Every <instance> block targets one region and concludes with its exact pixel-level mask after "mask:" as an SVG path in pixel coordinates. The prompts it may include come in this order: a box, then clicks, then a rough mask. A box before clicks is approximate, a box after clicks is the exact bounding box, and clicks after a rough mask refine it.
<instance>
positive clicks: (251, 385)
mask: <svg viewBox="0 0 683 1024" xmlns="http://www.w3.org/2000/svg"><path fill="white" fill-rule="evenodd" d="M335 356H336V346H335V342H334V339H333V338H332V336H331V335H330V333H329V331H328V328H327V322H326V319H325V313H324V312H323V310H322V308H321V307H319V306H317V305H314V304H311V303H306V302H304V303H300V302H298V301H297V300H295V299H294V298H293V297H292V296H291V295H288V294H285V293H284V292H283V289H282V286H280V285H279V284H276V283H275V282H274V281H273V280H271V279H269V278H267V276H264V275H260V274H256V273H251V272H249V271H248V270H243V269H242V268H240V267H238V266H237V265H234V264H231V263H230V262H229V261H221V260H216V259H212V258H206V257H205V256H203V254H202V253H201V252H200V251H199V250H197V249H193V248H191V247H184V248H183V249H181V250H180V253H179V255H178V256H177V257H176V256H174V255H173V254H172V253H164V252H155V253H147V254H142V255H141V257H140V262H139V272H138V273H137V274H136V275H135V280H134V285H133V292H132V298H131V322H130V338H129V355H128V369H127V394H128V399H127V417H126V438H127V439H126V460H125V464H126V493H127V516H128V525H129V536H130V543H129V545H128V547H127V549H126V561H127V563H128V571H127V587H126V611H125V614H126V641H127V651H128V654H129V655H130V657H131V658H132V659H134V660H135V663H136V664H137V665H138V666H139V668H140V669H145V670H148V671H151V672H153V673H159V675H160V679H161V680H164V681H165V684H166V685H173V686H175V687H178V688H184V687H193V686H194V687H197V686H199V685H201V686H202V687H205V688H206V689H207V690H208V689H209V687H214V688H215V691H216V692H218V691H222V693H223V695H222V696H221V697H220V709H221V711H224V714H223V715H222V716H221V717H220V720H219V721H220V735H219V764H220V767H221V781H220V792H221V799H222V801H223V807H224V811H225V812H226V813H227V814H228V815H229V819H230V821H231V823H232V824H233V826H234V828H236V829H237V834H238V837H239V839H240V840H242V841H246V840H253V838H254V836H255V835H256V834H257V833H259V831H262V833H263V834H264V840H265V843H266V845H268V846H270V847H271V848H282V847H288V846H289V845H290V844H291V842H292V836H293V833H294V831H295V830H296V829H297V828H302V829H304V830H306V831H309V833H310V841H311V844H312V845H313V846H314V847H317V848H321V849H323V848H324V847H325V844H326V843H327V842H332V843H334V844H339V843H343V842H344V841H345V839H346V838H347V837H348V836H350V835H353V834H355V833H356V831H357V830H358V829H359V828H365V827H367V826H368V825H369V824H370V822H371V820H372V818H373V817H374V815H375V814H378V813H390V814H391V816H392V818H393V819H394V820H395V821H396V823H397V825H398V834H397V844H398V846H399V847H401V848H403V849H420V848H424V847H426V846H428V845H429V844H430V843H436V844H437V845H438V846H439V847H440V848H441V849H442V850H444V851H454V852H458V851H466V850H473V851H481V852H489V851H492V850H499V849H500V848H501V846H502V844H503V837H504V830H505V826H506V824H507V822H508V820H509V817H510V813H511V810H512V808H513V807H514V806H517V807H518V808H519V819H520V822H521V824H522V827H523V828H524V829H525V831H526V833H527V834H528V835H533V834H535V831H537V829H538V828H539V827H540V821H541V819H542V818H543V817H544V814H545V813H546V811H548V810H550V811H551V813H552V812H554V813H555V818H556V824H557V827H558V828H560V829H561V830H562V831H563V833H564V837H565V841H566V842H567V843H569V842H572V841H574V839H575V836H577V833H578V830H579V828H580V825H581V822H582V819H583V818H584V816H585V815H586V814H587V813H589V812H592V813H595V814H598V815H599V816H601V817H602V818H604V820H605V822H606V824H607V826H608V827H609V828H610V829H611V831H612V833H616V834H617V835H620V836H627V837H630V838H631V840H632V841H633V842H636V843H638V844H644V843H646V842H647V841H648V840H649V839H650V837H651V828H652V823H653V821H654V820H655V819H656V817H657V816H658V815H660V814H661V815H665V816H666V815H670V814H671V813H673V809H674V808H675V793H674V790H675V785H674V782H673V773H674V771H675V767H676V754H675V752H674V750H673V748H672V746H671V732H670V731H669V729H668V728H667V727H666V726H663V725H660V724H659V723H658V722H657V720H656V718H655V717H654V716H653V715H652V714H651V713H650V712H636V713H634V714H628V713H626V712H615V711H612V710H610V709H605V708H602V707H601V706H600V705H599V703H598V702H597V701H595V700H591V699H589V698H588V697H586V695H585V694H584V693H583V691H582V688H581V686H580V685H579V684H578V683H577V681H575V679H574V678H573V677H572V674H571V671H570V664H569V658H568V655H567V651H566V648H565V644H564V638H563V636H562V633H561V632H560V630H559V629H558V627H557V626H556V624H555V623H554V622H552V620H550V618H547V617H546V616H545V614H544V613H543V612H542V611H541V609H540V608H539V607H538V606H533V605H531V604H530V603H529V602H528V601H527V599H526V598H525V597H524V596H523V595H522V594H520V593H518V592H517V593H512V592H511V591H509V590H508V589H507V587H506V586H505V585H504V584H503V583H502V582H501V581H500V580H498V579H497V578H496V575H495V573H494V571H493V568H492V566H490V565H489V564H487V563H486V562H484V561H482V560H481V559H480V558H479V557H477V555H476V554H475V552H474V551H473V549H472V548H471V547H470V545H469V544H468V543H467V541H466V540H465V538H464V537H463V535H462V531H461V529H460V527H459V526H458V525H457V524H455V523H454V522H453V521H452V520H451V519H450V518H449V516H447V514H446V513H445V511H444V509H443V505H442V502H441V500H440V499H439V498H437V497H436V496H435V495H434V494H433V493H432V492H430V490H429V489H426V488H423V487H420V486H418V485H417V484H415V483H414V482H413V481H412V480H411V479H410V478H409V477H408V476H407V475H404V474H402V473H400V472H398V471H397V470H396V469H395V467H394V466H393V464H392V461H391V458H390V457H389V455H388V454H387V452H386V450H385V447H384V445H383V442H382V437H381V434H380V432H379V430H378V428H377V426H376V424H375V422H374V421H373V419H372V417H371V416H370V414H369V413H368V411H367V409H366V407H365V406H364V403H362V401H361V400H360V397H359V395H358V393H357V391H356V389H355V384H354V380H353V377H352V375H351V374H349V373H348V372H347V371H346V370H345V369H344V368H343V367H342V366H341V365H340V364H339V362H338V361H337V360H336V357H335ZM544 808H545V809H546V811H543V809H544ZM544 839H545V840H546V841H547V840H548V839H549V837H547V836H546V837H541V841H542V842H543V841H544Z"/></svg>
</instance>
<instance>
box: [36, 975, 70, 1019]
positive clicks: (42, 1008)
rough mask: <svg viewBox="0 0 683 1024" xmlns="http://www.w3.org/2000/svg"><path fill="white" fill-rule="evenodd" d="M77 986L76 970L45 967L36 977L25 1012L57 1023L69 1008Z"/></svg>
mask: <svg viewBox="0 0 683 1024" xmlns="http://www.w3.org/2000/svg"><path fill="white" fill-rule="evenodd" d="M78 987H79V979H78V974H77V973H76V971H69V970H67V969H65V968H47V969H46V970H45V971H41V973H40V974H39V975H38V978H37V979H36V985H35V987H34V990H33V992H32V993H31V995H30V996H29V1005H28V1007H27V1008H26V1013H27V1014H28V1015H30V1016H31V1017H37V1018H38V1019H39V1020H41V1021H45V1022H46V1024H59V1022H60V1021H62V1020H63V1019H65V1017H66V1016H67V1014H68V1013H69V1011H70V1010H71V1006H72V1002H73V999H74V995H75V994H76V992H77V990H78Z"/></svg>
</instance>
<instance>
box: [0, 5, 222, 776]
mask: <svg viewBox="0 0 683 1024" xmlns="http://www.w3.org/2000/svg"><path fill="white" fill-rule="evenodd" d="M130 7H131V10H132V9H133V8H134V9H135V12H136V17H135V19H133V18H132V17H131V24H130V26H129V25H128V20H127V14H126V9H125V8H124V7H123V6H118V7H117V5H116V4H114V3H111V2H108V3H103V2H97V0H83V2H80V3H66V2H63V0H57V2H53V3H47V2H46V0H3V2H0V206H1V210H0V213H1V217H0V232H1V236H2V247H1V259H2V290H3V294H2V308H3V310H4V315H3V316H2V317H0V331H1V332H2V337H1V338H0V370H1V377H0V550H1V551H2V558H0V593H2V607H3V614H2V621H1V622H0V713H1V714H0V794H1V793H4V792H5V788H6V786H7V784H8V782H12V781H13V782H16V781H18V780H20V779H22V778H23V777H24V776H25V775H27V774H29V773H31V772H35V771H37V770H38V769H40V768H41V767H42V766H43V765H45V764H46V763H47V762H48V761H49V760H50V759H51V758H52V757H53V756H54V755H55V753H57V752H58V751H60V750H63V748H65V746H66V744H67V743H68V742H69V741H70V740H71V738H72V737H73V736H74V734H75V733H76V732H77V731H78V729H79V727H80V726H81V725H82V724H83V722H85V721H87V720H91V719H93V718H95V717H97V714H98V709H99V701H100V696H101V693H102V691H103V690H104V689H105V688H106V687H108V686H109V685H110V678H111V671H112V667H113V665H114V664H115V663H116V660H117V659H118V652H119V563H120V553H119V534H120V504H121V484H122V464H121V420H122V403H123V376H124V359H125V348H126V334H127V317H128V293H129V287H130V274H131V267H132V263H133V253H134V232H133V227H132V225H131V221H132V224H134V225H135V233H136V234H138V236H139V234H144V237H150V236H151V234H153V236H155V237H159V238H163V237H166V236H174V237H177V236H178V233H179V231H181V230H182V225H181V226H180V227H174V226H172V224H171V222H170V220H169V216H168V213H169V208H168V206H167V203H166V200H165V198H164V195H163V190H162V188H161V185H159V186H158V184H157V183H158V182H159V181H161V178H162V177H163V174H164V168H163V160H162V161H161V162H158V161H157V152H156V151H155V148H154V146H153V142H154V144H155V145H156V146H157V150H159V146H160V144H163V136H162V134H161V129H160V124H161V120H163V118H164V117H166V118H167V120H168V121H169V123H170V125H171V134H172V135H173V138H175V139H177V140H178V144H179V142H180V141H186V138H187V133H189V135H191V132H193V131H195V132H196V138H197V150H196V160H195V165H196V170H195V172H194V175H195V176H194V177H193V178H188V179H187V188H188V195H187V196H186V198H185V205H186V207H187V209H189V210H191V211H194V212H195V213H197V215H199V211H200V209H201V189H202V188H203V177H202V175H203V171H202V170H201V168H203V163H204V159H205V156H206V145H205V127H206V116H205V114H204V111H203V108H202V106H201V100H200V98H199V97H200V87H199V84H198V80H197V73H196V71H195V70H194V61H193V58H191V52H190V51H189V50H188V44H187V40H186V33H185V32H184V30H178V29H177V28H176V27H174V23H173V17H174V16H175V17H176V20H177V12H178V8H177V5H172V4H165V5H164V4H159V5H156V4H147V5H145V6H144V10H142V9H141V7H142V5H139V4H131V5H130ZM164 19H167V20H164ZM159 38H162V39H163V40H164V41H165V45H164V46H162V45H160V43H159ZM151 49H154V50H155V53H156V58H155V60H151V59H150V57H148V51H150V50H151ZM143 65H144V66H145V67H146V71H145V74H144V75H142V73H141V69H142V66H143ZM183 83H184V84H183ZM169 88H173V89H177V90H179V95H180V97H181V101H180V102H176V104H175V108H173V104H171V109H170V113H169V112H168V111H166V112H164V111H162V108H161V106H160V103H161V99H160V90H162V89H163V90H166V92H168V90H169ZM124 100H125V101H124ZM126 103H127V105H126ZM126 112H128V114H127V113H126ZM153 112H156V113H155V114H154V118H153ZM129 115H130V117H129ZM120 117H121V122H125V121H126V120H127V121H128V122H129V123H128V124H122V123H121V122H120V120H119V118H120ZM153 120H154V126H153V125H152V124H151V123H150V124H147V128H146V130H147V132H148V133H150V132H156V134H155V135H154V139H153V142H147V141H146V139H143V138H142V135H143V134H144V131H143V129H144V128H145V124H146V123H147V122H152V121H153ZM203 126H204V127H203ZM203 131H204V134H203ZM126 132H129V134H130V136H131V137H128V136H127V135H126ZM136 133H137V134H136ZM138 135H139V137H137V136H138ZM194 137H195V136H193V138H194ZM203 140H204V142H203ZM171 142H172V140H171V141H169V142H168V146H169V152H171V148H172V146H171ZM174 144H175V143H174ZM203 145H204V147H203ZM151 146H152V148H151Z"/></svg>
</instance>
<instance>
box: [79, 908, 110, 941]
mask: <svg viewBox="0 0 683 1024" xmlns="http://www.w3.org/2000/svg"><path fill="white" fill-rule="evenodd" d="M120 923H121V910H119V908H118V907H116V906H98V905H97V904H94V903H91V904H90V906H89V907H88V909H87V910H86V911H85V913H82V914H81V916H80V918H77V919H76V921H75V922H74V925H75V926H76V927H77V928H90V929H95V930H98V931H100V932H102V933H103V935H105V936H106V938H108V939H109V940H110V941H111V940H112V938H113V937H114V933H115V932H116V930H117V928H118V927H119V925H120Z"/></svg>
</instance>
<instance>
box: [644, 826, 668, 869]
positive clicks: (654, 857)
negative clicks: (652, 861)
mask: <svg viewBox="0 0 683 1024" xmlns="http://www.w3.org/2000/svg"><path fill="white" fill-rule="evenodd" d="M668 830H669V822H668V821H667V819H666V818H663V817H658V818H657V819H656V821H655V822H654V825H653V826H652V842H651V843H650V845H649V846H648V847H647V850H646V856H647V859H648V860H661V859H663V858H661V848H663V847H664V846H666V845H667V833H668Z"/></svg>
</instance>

= = = = = = =

Tarefa. Copie sem nenhuma alteração as linhas da listagem que vão do início até a linha que contém "positive clicks: (251, 385)", incluindo essa linha.

Solução.
Every <instance> block targets one region and concludes with its exact pixel-level mask after "mask:" as an SVG path in pixel coordinates. The prompts it may include come in this order: a box, then clicks, then a rough mask. A box before clicks is approximate, a box after clicks is the exact bounding box, and clicks after a rough mask refine it.
<instance>
positive clicks: (251, 385)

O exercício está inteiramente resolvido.